• **Extract provided**:

Re: [PATCH v2 2/2] gpiolib: match secondary fwnode too in gpio_device_find_by_fwnode()
From: Andy Shevchenko
Date: Wed Feb 25 2026 - 04:44:56 EST
On Wed, Feb 25, 2026 at 09:39:12AM +0200, Sakari Ailus wrote:
> On Tue, Feb 24, 2026 at 11:43:39AM +0200, Andy Shevchenko wrote:
> > On Tue, Feb 24, 2026 at 10:56:16AM +0200, Sakari Ailus wrote:
> > > On Tue, Feb 24, 2026 at 09:47:57AM +0100, Bartosz Golaszewski wrote:
> > > > On Mon, Feb 23, 2026 at 11:07 PM Sakari Ailus
> > > > <sakari.ailus@xxxxxxxxxxxxxxx> wrote:
...
> > > > > > > Could device_match_fwnode() match secondary fwnode as well?
> > > > > >
> > > > > > In the previous discussion on this, Andy was against doing that due to
> > > > > > the concern that it might introduce subtle bugs, which I agree with.
> > > > >
> > > > > Could you elaborate or provide an example?
> >
> > I believe you ask me. Okay, the sophisticated case I have in mind is the
> > intel_quark_i2c_gpio.c which provides a GPIO device with a list of children.

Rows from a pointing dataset

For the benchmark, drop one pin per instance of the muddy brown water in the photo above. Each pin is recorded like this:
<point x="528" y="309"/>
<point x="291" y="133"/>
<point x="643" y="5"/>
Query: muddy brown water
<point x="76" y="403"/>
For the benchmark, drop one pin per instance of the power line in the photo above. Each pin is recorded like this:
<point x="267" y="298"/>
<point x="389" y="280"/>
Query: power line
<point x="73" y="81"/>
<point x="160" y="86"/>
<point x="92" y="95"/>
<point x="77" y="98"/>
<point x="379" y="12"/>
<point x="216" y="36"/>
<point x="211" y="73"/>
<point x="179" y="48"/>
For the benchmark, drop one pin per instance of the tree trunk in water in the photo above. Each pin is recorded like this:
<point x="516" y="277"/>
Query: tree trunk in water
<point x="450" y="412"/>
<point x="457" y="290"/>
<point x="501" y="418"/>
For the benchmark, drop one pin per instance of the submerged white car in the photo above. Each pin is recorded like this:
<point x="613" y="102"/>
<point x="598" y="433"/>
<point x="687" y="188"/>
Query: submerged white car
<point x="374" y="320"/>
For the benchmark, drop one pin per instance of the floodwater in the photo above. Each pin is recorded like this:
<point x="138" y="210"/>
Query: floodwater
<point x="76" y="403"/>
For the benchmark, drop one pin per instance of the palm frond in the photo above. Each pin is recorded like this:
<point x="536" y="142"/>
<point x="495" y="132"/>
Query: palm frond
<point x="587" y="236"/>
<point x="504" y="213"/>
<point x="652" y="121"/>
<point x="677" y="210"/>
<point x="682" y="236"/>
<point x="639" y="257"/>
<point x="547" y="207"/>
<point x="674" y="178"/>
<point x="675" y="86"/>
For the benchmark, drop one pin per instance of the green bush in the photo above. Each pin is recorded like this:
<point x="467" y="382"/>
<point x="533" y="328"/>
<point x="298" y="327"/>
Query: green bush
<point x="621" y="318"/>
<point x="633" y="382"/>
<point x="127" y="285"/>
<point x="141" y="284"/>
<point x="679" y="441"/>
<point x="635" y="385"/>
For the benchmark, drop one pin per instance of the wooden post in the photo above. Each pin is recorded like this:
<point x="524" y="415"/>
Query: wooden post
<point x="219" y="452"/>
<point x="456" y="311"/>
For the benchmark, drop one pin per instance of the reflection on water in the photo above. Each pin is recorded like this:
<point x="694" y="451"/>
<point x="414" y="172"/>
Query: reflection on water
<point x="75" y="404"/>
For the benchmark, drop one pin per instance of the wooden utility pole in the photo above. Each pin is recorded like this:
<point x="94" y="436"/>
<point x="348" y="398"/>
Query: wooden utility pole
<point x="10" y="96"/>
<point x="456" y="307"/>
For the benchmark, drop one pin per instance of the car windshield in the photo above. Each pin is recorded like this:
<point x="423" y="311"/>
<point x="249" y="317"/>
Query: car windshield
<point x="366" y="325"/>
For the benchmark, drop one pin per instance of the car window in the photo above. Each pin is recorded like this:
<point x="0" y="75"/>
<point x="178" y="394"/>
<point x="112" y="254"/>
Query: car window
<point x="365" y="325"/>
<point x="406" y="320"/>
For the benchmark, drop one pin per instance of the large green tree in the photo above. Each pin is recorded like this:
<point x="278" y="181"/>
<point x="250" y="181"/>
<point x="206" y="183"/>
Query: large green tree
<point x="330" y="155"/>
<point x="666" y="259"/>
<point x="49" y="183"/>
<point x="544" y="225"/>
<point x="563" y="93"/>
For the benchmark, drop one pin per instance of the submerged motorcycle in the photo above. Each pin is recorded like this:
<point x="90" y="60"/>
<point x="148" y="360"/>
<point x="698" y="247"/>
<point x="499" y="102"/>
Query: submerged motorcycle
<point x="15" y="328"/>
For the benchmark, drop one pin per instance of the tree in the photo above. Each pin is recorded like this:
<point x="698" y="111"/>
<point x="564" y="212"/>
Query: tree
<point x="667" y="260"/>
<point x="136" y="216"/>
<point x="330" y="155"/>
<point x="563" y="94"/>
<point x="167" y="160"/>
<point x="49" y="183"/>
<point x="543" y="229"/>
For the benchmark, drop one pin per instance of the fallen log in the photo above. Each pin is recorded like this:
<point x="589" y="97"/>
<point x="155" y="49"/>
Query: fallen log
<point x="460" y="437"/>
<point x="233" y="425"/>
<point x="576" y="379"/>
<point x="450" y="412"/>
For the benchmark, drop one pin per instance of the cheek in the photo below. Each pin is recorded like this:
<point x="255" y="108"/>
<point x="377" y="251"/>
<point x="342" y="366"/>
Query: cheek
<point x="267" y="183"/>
--
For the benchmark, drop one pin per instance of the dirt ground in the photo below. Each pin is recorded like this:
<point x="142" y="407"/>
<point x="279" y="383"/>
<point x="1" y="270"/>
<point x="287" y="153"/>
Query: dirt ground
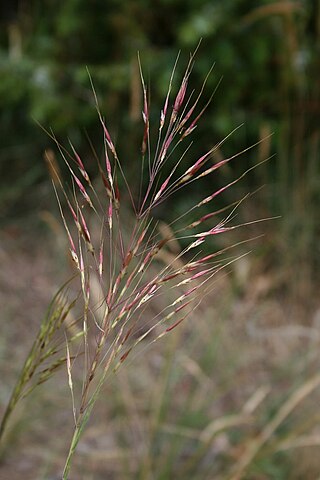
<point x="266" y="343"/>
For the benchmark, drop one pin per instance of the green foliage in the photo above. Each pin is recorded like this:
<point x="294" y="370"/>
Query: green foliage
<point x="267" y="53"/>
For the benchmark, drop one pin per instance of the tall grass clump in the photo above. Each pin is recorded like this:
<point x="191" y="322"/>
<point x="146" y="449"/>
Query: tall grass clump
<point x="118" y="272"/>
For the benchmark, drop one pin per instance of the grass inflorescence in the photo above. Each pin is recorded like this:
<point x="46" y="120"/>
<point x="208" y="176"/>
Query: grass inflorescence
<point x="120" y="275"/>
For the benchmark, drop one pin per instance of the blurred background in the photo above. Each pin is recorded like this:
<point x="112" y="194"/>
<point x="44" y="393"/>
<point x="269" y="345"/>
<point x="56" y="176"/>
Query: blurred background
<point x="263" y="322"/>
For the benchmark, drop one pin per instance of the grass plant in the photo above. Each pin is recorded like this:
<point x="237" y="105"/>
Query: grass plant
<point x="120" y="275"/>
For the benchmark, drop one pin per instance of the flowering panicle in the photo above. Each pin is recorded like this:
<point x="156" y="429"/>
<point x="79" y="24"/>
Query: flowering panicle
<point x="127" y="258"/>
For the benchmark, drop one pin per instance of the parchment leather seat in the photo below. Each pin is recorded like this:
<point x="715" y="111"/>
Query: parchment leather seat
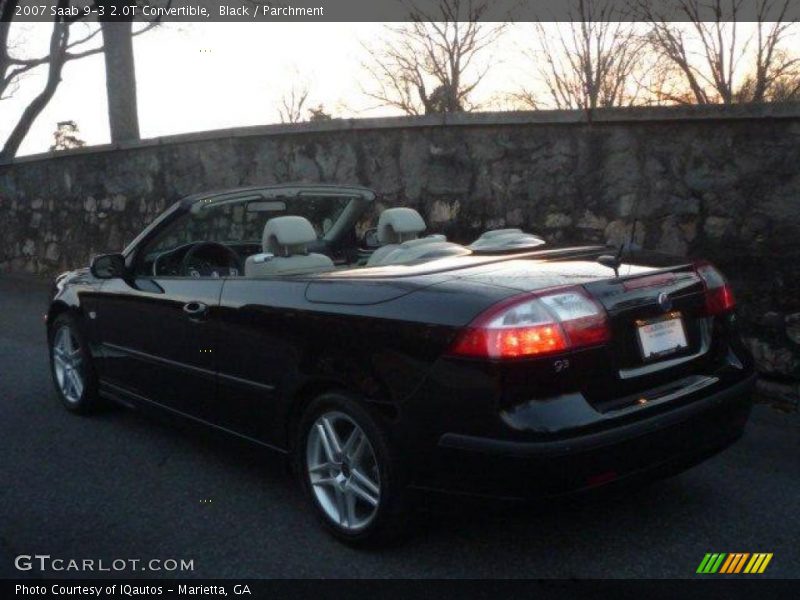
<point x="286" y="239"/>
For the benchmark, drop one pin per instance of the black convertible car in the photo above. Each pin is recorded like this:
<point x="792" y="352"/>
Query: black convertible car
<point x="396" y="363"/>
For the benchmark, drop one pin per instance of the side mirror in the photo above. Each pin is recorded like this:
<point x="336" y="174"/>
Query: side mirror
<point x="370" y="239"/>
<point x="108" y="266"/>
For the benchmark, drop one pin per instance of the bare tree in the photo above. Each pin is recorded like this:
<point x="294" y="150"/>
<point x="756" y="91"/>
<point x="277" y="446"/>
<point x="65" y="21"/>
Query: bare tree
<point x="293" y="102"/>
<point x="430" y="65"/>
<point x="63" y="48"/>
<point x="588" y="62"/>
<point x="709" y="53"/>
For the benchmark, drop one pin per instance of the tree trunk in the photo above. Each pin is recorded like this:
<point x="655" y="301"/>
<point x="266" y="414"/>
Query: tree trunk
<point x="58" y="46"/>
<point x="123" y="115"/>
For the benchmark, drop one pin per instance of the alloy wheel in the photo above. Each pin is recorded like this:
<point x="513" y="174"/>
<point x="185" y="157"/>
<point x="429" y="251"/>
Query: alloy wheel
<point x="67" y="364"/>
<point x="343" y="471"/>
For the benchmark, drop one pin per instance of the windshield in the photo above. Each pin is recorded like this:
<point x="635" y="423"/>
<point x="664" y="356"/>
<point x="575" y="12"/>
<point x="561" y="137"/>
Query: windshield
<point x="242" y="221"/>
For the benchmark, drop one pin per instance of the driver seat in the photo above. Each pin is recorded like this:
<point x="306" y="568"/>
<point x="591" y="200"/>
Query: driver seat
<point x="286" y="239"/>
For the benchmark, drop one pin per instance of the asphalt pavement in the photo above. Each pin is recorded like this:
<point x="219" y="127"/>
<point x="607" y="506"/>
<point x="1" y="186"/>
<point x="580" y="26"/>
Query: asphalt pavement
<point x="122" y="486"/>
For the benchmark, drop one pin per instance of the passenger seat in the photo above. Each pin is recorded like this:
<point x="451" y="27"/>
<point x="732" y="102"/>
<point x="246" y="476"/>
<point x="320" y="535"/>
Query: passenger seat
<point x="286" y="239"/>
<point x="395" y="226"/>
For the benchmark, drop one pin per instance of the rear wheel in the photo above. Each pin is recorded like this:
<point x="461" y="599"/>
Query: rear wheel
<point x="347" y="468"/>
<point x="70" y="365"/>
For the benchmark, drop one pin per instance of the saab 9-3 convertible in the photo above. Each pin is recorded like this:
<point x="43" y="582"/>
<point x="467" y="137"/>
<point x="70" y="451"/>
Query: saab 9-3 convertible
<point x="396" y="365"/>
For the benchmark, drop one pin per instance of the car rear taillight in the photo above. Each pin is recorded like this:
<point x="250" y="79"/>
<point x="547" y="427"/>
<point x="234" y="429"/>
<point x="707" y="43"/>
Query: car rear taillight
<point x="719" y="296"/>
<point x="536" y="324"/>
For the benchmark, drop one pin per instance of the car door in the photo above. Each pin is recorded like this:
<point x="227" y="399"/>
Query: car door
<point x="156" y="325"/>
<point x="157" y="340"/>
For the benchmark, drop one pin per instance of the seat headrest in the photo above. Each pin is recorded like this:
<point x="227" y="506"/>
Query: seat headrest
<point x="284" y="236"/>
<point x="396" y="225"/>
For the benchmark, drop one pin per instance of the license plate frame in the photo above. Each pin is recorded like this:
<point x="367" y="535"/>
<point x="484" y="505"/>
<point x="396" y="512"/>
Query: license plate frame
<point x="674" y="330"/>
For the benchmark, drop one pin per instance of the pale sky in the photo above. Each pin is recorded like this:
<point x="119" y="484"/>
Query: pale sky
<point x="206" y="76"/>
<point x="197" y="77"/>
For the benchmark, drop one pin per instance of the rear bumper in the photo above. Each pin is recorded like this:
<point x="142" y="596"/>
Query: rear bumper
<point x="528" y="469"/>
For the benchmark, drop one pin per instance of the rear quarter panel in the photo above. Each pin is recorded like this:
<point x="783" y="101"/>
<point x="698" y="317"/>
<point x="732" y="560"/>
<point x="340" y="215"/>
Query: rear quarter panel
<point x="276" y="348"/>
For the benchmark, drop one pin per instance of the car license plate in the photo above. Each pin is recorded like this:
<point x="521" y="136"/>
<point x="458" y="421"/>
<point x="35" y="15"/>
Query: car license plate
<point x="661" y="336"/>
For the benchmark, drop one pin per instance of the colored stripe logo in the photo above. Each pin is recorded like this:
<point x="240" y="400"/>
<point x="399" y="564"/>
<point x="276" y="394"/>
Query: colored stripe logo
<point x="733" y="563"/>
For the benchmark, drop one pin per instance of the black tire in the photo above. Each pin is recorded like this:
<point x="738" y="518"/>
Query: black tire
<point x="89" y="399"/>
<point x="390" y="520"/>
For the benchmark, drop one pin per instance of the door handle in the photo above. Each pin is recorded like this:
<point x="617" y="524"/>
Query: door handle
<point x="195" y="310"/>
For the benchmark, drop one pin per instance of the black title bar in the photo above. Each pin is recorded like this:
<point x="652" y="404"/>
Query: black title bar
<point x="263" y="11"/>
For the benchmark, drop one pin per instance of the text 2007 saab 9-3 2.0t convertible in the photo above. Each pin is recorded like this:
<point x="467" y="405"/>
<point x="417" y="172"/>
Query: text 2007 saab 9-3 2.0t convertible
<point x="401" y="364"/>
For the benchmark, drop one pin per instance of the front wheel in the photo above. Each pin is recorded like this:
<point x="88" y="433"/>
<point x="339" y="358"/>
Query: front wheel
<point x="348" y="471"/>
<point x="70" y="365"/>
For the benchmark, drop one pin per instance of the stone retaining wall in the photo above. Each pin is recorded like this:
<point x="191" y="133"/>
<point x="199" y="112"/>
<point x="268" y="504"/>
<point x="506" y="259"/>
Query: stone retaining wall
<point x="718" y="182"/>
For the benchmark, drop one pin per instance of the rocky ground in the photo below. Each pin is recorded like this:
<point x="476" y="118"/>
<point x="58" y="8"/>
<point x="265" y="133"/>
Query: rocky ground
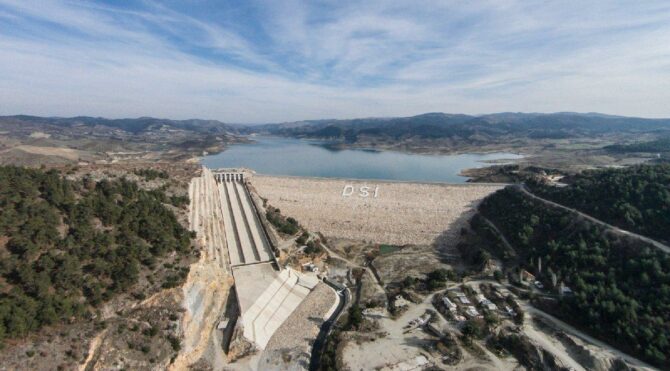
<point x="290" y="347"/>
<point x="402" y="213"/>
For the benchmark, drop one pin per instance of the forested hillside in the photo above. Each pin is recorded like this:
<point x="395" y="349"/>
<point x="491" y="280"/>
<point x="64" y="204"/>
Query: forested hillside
---
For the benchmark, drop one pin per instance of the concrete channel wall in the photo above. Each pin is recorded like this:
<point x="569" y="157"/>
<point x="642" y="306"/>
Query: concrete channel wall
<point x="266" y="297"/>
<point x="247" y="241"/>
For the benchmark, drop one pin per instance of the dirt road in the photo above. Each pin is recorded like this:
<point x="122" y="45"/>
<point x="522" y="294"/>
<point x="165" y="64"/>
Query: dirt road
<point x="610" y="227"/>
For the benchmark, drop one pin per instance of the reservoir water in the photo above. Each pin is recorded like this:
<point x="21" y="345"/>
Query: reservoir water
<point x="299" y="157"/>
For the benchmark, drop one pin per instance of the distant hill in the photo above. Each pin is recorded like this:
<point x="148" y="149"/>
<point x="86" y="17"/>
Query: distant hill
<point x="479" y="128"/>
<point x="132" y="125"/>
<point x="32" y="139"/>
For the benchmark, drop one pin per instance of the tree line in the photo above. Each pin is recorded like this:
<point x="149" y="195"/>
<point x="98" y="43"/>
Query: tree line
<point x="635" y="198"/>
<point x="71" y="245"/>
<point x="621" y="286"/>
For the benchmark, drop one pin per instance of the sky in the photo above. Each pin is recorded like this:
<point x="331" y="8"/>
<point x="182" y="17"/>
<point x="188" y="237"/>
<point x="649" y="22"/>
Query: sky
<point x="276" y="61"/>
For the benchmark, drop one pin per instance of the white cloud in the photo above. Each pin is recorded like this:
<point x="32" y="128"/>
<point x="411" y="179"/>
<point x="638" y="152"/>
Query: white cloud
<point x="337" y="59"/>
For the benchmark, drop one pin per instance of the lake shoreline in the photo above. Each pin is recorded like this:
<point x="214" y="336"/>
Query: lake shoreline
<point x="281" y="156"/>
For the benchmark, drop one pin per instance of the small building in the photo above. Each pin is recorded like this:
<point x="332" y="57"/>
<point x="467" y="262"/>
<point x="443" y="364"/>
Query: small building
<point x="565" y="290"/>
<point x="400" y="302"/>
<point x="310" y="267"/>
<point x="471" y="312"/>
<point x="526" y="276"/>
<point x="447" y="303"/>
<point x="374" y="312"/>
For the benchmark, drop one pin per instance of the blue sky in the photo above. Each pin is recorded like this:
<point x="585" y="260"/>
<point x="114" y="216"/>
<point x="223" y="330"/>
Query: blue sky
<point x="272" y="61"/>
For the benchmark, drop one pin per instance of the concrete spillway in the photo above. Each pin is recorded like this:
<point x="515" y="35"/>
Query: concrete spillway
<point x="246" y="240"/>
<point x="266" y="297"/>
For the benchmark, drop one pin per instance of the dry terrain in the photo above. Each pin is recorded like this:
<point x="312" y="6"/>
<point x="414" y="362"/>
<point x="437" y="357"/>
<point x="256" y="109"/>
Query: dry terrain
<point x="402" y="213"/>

• **Directions**:
a – From the patch discussion, quote the passage that opens with the words containing "Re: [PATCH v2" and closes with "fwnode as well?".
b – Find every line in the entries that contains the string "forested" and copy each such line.

• **The replies**:
a –
Re: [PATCH v2 2/2] gpiolib: match secondary fwnode too in gpio_device_find_by_fwnode()
From: Andy Shevchenko
Date: Wed Feb 25 2026 - 04:44:56 EST
On Wed, Feb 25, 2026 at 09:39:12AM +0200, Sakari Ailus wrote:
> On Tue, Feb 24, 2026 at 11:43:39AM +0200, Andy Shevchenko wrote:
> > On Tue, Feb 24, 2026 at 10:56:16AM +0200, Sakari Ailus wrote:
> > > On Tue, Feb 24, 2026 at 09:47:57AM +0100, Bartosz Golaszewski wrote:
> > > > On Mon, Feb 23, 2026 at 11:07 PM Sakari Ailus
> > > > <sakari.ailus@xxxxxxxxxxxxxxx> wrote:
...
> > > > > > > Could device_match_fwnode() match secondary fwnode as well?

b –
For the benchmark, drop one pin per instance of the forested hillside in the photo above. Each pin is recorded like this:
Query: forested hillside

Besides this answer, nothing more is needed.